▸ **Exercise aim**:
Would you write out the records below exactly as given?

Records from a dataset:
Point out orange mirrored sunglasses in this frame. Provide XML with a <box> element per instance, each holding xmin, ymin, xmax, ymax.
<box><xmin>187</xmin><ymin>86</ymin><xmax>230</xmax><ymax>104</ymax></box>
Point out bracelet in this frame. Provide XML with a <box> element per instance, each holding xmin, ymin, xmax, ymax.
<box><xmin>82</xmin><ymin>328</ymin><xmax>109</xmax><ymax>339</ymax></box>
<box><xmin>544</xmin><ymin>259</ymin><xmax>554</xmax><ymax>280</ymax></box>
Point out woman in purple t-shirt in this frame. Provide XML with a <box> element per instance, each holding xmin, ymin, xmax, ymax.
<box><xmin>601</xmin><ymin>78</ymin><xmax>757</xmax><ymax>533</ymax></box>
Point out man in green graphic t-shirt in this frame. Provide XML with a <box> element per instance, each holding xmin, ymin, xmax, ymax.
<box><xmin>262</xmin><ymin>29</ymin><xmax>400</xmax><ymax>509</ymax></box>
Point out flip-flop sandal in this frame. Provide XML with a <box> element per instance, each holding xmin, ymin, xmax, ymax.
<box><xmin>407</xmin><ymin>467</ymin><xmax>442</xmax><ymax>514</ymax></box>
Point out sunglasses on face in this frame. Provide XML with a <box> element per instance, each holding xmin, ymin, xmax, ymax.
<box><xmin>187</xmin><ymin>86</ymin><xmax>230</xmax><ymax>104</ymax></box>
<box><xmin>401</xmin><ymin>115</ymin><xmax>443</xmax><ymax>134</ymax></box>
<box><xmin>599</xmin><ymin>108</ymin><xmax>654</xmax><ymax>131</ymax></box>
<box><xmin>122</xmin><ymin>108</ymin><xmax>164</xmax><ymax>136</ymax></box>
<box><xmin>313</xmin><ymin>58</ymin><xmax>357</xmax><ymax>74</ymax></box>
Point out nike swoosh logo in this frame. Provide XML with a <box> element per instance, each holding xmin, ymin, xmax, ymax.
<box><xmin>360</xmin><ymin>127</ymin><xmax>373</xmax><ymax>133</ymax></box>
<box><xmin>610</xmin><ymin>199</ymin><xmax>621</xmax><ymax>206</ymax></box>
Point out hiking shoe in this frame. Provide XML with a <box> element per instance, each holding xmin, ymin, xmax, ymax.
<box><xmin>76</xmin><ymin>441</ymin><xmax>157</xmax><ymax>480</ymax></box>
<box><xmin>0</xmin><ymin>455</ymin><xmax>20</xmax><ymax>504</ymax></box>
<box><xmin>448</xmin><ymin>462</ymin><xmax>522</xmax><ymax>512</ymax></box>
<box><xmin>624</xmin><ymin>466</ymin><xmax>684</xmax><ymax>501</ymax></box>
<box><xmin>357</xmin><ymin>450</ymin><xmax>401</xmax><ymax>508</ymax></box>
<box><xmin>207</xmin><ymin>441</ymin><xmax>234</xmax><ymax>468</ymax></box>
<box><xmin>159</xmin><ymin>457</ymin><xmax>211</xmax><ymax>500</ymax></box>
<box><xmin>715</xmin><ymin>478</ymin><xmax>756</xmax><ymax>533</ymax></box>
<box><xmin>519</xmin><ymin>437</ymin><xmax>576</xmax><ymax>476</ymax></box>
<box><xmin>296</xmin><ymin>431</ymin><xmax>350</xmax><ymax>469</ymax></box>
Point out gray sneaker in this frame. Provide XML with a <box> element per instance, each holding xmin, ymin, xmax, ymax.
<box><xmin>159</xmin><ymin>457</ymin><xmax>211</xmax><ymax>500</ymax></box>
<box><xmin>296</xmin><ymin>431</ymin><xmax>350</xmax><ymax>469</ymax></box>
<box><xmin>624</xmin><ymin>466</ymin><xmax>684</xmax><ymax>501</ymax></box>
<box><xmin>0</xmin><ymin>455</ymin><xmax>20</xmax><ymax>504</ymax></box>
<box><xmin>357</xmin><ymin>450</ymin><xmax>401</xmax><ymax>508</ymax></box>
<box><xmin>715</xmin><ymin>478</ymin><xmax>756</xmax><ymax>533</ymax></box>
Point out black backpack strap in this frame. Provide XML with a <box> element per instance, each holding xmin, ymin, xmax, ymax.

▸ **Result for this exercise**:
Point out orange mirrored sunglasses in this frame. Provide XML with a <box> element per instance, each holding xmin, ymin, xmax, ymax.
<box><xmin>187</xmin><ymin>86</ymin><xmax>230</xmax><ymax>104</ymax></box>
Point out bracelet in this frame. Provide XML with a <box> element per instance, each holding xmin, ymin, xmax, ymax.
<box><xmin>82</xmin><ymin>328</ymin><xmax>109</xmax><ymax>339</ymax></box>
<box><xmin>544</xmin><ymin>259</ymin><xmax>554</xmax><ymax>280</ymax></box>
Point out woman in purple t-shirt in this frame. Provide XML with a <box> element per instance, each holding xmin, ymin, xmax, ymax.
<box><xmin>601</xmin><ymin>78</ymin><xmax>757</xmax><ymax>533</ymax></box>
Point out man in green graphic t-shirt in this frame. Provide XML with a <box> element per instance, each holding xmin, ymin, xmax, ymax.
<box><xmin>262</xmin><ymin>29</ymin><xmax>400</xmax><ymax>509</ymax></box>
Point out flip-flop sandal in this frame. Provide XML with a <box> element per instance, each holding xmin, ymin, xmax, ymax.
<box><xmin>407</xmin><ymin>467</ymin><xmax>442</xmax><ymax>514</ymax></box>
Point out sunglasses on face in this frame. Provide XML with a <box> element per instance, each holding xmin, ymin, xmax, ymax.
<box><xmin>187</xmin><ymin>86</ymin><xmax>230</xmax><ymax>104</ymax></box>
<box><xmin>401</xmin><ymin>115</ymin><xmax>443</xmax><ymax>134</ymax></box>
<box><xmin>599</xmin><ymin>108</ymin><xmax>654</xmax><ymax>131</ymax></box>
<box><xmin>122</xmin><ymin>108</ymin><xmax>164</xmax><ymax>136</ymax></box>
<box><xmin>313</xmin><ymin>58</ymin><xmax>357</xmax><ymax>74</ymax></box>
Point out nike swoosh logo in this frame. Provide XML with a <box> element per instance, each holding xmin, ymin, xmax, ymax.
<box><xmin>360</xmin><ymin>127</ymin><xmax>373</xmax><ymax>133</ymax></box>
<box><xmin>610</xmin><ymin>199</ymin><xmax>621</xmax><ymax>206</ymax></box>
Point out hiking shoe in this frame. Provide XML with a <box> element per instance, each holding xmin, ymin, xmax, ymax.
<box><xmin>76</xmin><ymin>441</ymin><xmax>157</xmax><ymax>480</ymax></box>
<box><xmin>0</xmin><ymin>455</ymin><xmax>20</xmax><ymax>504</ymax></box>
<box><xmin>448</xmin><ymin>462</ymin><xmax>522</xmax><ymax>512</ymax></box>
<box><xmin>624</xmin><ymin>466</ymin><xmax>684</xmax><ymax>501</ymax></box>
<box><xmin>357</xmin><ymin>450</ymin><xmax>401</xmax><ymax>508</ymax></box>
<box><xmin>207</xmin><ymin>441</ymin><xmax>234</xmax><ymax>468</ymax></box>
<box><xmin>159</xmin><ymin>457</ymin><xmax>211</xmax><ymax>500</ymax></box>
<box><xmin>715</xmin><ymin>478</ymin><xmax>756</xmax><ymax>533</ymax></box>
<box><xmin>519</xmin><ymin>437</ymin><xmax>576</xmax><ymax>476</ymax></box>
<box><xmin>296</xmin><ymin>431</ymin><xmax>350</xmax><ymax>469</ymax></box>
Point out gray sneaker in this frame. Provide XML with a <box> element per instance, each holding xmin, ymin, xmax, ymax.
<box><xmin>159</xmin><ymin>457</ymin><xmax>211</xmax><ymax>500</ymax></box>
<box><xmin>296</xmin><ymin>431</ymin><xmax>350</xmax><ymax>469</ymax></box>
<box><xmin>624</xmin><ymin>466</ymin><xmax>684</xmax><ymax>501</ymax></box>
<box><xmin>0</xmin><ymin>455</ymin><xmax>20</xmax><ymax>504</ymax></box>
<box><xmin>357</xmin><ymin>450</ymin><xmax>401</xmax><ymax>508</ymax></box>
<box><xmin>715</xmin><ymin>478</ymin><xmax>756</xmax><ymax>533</ymax></box>
Point out black backpack strap in this frame. Provide XML with a <box> element per instance, each holding xmin, ymin, xmax, ymax.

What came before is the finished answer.